## PROBLEM STATEMENT
Write out each line again, from the line with "(format x=312, y=132)" up to and including the line with "x=386, y=77", offsetting every answer coordinate by adding 104 to both its x and y values. Leave the requests and their format samples unchanged.

[Pointing and labeling entries]
**********
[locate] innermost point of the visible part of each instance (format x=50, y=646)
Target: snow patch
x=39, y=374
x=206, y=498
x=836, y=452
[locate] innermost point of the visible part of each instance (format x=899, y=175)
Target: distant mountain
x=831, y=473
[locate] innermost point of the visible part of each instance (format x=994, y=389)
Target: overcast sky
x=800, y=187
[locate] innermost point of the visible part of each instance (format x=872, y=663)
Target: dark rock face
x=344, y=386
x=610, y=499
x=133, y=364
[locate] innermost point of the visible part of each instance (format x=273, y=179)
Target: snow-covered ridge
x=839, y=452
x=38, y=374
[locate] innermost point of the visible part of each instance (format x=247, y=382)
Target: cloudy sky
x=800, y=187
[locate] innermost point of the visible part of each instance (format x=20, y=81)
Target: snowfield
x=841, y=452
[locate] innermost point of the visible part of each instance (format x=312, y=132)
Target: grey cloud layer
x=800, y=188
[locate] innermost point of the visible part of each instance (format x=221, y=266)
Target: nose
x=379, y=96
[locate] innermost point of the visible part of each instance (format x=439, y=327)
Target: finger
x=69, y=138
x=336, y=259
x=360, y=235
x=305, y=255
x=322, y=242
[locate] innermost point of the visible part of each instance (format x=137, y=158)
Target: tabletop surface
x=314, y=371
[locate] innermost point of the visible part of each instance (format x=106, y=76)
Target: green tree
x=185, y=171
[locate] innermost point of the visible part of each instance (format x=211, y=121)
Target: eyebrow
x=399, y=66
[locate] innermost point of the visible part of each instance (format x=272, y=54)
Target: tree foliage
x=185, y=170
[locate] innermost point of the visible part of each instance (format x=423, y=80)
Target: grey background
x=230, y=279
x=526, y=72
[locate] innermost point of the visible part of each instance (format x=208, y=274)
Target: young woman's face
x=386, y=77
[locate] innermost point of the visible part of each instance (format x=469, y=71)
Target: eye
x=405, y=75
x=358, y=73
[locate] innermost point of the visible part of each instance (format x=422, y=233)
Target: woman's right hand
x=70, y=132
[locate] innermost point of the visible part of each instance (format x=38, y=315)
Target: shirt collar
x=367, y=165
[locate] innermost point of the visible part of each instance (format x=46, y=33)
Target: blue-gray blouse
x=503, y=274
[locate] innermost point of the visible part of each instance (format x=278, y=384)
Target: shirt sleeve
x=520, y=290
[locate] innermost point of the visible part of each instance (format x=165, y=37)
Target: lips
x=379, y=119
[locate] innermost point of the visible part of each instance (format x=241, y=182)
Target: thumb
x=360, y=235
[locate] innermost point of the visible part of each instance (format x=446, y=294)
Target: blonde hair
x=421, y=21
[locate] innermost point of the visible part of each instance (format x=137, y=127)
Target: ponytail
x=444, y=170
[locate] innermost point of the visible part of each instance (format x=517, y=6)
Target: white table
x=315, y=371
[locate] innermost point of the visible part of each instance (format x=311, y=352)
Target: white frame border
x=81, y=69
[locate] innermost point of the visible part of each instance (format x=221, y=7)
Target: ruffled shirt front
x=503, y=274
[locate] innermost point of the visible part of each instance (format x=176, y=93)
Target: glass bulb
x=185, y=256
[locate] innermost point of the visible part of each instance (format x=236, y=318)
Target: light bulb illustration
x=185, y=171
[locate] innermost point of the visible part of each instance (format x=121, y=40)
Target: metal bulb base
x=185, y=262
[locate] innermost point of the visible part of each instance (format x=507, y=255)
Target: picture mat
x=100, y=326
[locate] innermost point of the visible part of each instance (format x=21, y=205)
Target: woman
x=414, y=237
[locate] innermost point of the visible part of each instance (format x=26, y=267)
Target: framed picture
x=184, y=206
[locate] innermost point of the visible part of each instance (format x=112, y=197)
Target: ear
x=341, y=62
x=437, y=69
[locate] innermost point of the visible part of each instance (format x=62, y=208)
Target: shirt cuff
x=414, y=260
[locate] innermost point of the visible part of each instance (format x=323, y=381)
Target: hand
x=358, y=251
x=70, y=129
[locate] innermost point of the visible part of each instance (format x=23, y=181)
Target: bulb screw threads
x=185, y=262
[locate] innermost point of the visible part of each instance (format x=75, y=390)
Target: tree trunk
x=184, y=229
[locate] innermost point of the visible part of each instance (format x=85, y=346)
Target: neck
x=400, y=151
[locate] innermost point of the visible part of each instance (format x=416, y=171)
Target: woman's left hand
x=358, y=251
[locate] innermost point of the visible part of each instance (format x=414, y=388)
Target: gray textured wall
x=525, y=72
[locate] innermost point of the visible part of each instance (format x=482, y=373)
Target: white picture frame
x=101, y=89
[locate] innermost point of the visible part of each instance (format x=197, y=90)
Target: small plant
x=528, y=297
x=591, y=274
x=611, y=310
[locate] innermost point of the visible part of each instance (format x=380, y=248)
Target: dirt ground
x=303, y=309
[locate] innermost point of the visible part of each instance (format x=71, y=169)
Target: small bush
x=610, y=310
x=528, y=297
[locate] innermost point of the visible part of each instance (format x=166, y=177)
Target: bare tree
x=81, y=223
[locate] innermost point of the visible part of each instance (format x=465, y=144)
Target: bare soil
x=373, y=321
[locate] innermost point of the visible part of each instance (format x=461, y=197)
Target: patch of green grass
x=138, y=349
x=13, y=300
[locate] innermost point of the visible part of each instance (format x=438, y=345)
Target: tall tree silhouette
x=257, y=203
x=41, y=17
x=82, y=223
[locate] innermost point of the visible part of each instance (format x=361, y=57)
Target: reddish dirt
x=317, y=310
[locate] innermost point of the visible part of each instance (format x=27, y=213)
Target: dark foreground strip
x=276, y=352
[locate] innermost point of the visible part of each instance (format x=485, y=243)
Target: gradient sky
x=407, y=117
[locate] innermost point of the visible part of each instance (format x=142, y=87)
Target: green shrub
**********
## WRITTEN ANSWER
[locate] innermost point of the visible part of each instance (format x=312, y=132)
Target: grey cloud layer
x=904, y=292
[locate] innermost point of the visible part of each instance (format x=221, y=266)
Target: nose
x=483, y=200
[locate] innermost point of the visible part of each instance (format x=439, y=327)
Target: finger
x=173, y=242
x=440, y=363
x=464, y=339
x=409, y=359
x=426, y=346
[locate] innermost point of the visible part of each instance (format x=137, y=158)
Target: tabletop surface
x=418, y=475
[locate] innermost point of the visible part of each instance (format x=106, y=76)
Target: green tree
x=289, y=275
[locate] innermost point of the visible part of each instance (format x=211, y=121)
Target: eyebrow
x=503, y=170
[locate] innermost point of the visible part of each instance (format x=272, y=54)
Target: tree foliage
x=289, y=274
[locate] innermost point of the visible part of each instance (format x=423, y=80)
Target: grey background
x=334, y=383
x=630, y=176
[locate] innermost point of the visible part of each instance (format x=208, y=274)
Target: young woman's face
x=490, y=181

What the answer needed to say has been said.